[INPUT MATERIAL]

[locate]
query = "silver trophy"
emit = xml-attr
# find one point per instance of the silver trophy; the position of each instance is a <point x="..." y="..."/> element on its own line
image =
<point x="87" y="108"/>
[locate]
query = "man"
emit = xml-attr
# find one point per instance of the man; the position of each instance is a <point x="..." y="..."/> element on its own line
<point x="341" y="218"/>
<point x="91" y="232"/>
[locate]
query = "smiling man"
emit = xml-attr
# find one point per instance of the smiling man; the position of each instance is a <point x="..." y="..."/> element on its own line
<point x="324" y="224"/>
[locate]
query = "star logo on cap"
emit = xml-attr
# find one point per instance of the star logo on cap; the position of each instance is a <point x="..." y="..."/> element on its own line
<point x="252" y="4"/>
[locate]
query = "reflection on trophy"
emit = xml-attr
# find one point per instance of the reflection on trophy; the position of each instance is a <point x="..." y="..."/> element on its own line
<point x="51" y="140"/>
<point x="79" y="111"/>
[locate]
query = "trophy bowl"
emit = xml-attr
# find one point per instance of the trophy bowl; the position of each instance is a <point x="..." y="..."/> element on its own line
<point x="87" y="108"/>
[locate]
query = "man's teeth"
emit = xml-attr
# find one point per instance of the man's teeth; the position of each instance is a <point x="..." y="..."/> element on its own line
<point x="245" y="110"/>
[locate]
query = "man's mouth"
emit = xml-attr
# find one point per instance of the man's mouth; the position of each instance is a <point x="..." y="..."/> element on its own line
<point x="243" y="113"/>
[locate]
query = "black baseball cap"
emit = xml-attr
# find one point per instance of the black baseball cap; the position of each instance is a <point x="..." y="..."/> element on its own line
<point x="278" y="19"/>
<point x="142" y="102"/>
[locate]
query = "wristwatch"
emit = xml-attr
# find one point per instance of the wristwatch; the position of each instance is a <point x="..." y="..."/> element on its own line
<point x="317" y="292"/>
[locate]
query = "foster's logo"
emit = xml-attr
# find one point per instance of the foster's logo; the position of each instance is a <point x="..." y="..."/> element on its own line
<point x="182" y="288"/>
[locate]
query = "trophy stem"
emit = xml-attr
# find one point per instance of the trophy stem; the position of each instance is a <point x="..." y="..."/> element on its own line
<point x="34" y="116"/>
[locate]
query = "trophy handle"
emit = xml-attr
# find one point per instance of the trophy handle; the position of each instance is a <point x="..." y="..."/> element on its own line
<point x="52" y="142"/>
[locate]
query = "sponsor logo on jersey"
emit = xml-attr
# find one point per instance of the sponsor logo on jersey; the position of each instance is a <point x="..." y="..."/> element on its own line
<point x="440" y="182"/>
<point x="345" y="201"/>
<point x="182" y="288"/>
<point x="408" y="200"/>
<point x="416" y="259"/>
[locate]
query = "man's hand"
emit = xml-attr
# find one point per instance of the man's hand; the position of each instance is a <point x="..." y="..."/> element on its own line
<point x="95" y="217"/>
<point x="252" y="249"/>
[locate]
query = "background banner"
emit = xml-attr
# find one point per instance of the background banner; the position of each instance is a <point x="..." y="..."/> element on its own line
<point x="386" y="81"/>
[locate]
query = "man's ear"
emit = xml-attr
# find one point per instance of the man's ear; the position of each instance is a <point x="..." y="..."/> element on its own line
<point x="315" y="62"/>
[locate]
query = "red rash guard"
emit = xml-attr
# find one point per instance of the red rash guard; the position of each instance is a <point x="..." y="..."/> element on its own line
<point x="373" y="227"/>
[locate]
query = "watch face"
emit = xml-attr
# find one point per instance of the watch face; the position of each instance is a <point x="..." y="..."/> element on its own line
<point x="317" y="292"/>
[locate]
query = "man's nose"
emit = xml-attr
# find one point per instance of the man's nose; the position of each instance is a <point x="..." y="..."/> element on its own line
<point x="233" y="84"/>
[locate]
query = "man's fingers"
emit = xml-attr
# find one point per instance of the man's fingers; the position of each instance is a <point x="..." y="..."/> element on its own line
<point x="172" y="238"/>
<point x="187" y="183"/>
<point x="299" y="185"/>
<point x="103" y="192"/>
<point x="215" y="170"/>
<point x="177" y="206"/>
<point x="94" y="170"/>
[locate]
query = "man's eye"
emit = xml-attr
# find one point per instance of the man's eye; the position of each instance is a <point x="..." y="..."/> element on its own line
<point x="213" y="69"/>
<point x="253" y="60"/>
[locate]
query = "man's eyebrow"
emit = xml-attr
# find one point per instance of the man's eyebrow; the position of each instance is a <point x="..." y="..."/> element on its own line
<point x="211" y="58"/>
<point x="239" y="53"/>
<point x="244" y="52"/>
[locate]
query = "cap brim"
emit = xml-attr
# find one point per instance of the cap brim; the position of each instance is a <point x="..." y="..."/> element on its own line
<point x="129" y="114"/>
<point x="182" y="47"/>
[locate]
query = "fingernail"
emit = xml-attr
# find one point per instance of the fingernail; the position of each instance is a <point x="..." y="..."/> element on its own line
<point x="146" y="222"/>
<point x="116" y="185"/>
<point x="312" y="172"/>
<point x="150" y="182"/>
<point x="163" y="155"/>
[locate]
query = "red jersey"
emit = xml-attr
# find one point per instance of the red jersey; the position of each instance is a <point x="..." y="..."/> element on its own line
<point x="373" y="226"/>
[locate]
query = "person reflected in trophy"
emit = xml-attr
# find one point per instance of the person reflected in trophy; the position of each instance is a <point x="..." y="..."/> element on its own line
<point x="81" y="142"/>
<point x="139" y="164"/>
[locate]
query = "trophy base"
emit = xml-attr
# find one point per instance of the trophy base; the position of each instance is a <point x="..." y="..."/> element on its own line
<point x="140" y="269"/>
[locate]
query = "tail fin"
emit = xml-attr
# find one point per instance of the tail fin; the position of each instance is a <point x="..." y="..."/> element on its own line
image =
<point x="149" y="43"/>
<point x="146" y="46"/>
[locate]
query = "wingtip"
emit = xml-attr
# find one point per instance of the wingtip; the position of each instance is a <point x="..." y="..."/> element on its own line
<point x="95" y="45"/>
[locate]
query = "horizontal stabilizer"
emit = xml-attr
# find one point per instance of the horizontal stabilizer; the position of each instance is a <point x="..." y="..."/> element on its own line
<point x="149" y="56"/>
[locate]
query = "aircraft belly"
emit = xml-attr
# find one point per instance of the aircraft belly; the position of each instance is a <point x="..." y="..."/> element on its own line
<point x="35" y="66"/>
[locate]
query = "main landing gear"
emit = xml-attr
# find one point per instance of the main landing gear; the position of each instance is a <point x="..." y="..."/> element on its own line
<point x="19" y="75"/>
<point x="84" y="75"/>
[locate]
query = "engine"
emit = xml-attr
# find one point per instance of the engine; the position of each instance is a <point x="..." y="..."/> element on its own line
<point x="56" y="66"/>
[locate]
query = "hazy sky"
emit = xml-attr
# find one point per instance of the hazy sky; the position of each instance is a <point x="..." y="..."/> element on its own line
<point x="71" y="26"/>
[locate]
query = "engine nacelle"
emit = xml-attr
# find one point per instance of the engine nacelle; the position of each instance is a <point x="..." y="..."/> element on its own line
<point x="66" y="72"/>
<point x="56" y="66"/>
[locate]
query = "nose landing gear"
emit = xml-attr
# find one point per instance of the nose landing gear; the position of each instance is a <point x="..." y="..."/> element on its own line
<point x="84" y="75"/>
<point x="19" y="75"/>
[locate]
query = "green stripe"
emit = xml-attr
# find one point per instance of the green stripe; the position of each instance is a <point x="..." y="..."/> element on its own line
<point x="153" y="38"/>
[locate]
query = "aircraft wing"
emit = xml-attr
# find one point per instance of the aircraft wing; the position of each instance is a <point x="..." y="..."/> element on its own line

[/INPUT MATERIAL]

Print all of the entries exactly as they appear.

ANSWER TO THIS TASK >>
[locate]
query = "silver trophy"
emit = xml-attr
# find one point per instance of the silver trophy; the position of each instance is a <point x="..." y="..."/> element on its own line
image =
<point x="87" y="108"/>
[locate]
query = "man"
emit = xml-attr
# find one point per instance of the man; the position of each instance is a <point x="..." y="..."/> element on its own line
<point x="341" y="218"/>
<point x="91" y="232"/>
[locate]
query = "smiling man"
emit = xml-attr
# find one point per instance of the smiling man; the position of each instance is a <point x="..." y="..."/> element on its own line
<point x="324" y="224"/>
[locate]
query = "star logo on cap"
emit = xml-attr
# find one point per instance of the star logo on cap; the position of each instance is a <point x="..." y="..."/> element on its own line
<point x="252" y="4"/>
[locate]
query = "reflection on trophy"
emit = xml-attr
# find one point per instance of the reflection on trophy; the position of each instance is a <point x="..." y="..."/> element on its own line
<point x="51" y="140"/>
<point x="79" y="111"/>
[locate]
query = "trophy bowl"
emit = xml-attr
# find one point per instance of the trophy bowl; the position of each instance is a <point x="..." y="..."/> element on its own line
<point x="87" y="108"/>
[locate]
query = "man's teeth"
emit = xml-attr
# find one point per instance of the man's teeth; the position of each instance is a <point x="..." y="..."/> element on its own line
<point x="245" y="110"/>
[locate]
query = "man's mouth"
emit = xml-attr
# find one point per instance of the man's mouth; the position of each instance is a <point x="..." y="..."/> element on its own line
<point x="243" y="113"/>
[locate]
query = "black baseball cap"
emit = xml-attr
# find one point per instance of the black baseball cap; the position of each instance is a <point x="..." y="..."/> element on its own line
<point x="278" y="19"/>
<point x="142" y="102"/>
[locate]
query = "wristwatch"
emit = xml-attr
# find one point per instance of the wristwatch; the position of each instance is a <point x="..." y="..."/> element on its own line
<point x="317" y="292"/>
[locate]
query = "foster's logo"
emit = xml-attr
# find one point per instance of the foster's logo; the position of each instance is a <point x="..." y="..."/> element on its own line
<point x="182" y="288"/>
[locate]
query = "trophy stem"
emit = xml-attr
# find one point per instance of the trophy stem; the position of each instance is a <point x="..." y="..."/> element on its own line
<point x="34" y="116"/>
[locate]
query = "trophy handle"
emit = xml-attr
# find one point per instance of the trophy handle; the position of each instance is a <point x="..." y="..."/> element on its own line
<point x="52" y="142"/>
[locate]
query = "sponsor logo on jersey"
emit = xml-attr
# find one point per instance of the sponsor logo on jersey; the position of each instance is a <point x="..." y="..."/> element on its own line
<point x="440" y="182"/>
<point x="345" y="201"/>
<point x="182" y="288"/>
<point x="408" y="200"/>
<point x="416" y="259"/>
[locate]
query = "man's hand"
emit = xml-attr
# find one point per instance of the man's hand; the position of each instance is a <point x="..." y="..."/> element on its own line
<point x="95" y="217"/>
<point x="252" y="249"/>
[locate]
query = "background banner"
emit = xml-attr
# find one point per instance of the background banner; the position of each instance is a <point x="..." y="..."/> element on its own line
<point x="386" y="81"/>
[locate]
query = "man's ear"
emit = xml-attr
# find one point per instance of the man's ear; the position of each instance is a <point x="..." y="..."/> element on its own line
<point x="315" y="62"/>
[locate]
query = "red rash guard"
emit = xml-attr
# find one point per instance of the red rash guard; the position of each instance is a <point x="..." y="..."/> element on its own line
<point x="373" y="227"/>
[locate]
query = "watch face"
emit = xml-attr
# find one point per instance of the watch face; the position of each instance is a <point x="..." y="..."/> element on its own line
<point x="317" y="292"/>
[locate]
query = "man's nose"
emit = xml-attr
# find one point per instance of the man's nose; the position of each instance is a <point x="..." y="..."/> element on its own line
<point x="233" y="84"/>
[locate]
query = "man's fingers"
emit = xml-attr
# find one point per instance of the man's fingers; the position of each instance is a <point x="..." y="..."/> element on its own line
<point x="172" y="238"/>
<point x="187" y="183"/>
<point x="299" y="185"/>
<point x="103" y="192"/>
<point x="215" y="170"/>
<point x="177" y="206"/>
<point x="94" y="170"/>
[locate]
query = "man's eye"
emit = xml-attr
# find one point per instance of the man's eye; the position of each instance is a <point x="..." y="..."/> element on its own line
<point x="213" y="69"/>
<point x="253" y="60"/>
[locate]
query = "man's eyebrow"
emit = xml-attr
# find one point per instance of the man's eyebrow; the position of each instance is a <point x="..." y="..."/> element on its own line
<point x="211" y="58"/>
<point x="239" y="53"/>
<point x="244" y="52"/>
[locate]
query = "cap brim"
emit = xml-attr
# find one point per instance of the cap brim; the position of each instance is a <point x="..." y="..."/> element on its own line
<point x="129" y="114"/>
<point x="182" y="47"/>
[locate]
query = "fingernail"
emit = xml-attr
# find one point per instance of the fingernail; the position of each instance is a <point x="..." y="..."/> element on its own line
<point x="146" y="222"/>
<point x="116" y="185"/>
<point x="312" y="172"/>
<point x="150" y="182"/>
<point x="163" y="155"/>
[locate]
query = "red jersey"
emit = xml-attr
# find one point per instance of the red jersey; the position of each instance is a <point x="..." y="..."/> element on its own line
<point x="373" y="226"/>
[locate]
query = "person reflected in trophy"
emit = xml-attr
# find one point per instance of the person reflected in trophy; the position of each instance is a <point x="..." y="..."/> element on its own line
<point x="81" y="142"/>
<point x="139" y="164"/>
[locate]
query = "trophy base"
emit = xml-attr
# find one point per instance of the trophy base; the position of each instance is a <point x="..." y="..."/> element on its own line
<point x="140" y="269"/>
[locate]
query = "tail fin"
emit = xml-attr
# find one point per instance of the tail fin; the position of each instance is a <point x="..." y="..."/> element on its own line
image =
<point x="149" y="43"/>
<point x="146" y="46"/>
[locate]
query = "wingtip"
emit = xml-attr
# find one point per instance of the wingtip; the position of each instance is a <point x="..." y="..."/> element on its own line
<point x="95" y="45"/>
[locate]
query = "horizontal stabilizer"
emit = xml-attr
# find one point per instance of the horizontal stabilizer; the position of each instance is a <point x="..." y="..."/> element on its own line
<point x="149" y="56"/>
[locate]
query = "aircraft belly"
emit = xml-attr
# find one point per instance of the aircraft belly; the position of each instance is a <point x="..." y="..."/> element on its own line
<point x="35" y="66"/>
[locate]
query = "main landing gear"
emit = xml-attr
# find one point per instance of the main landing gear; the position of each instance is a <point x="..." y="..."/> element on its own line
<point x="19" y="75"/>
<point x="84" y="75"/>
[locate]
query = "engine"
emit = xml-attr
# find one point per instance of the engine; the position of each instance is a <point x="..." y="..."/> element on its own line
<point x="56" y="66"/>
[locate]
query = "hazy sky"
emit = xml-attr
# find one point per instance of the hazy sky; the position of each instance is a <point x="..." y="..."/> element on its own line
<point x="71" y="26"/>
[locate]
query = "engine nacelle"
emit = xml-attr
# find one point per instance of the engine nacelle; the position of each instance is a <point x="..." y="..."/> element on its own line
<point x="66" y="72"/>
<point x="56" y="66"/>
[locate]
query = "nose landing gear"
emit = xml-attr
# find one point per instance of the nose landing gear; the position of each instance is a <point x="..." y="..."/> element on its own line
<point x="84" y="75"/>
<point x="19" y="75"/>
[locate]
query = "green stripe"
emit = xml-attr
# find one point per instance of the green stripe; the position of each instance is a <point x="..." y="..."/> element on its own line
<point x="153" y="38"/>
[locate]
query = "aircraft wing"
emit = xml-attr
# find one point per instance of the aircraft wing; the position of each instance is a <point x="..." y="..."/> element on its own line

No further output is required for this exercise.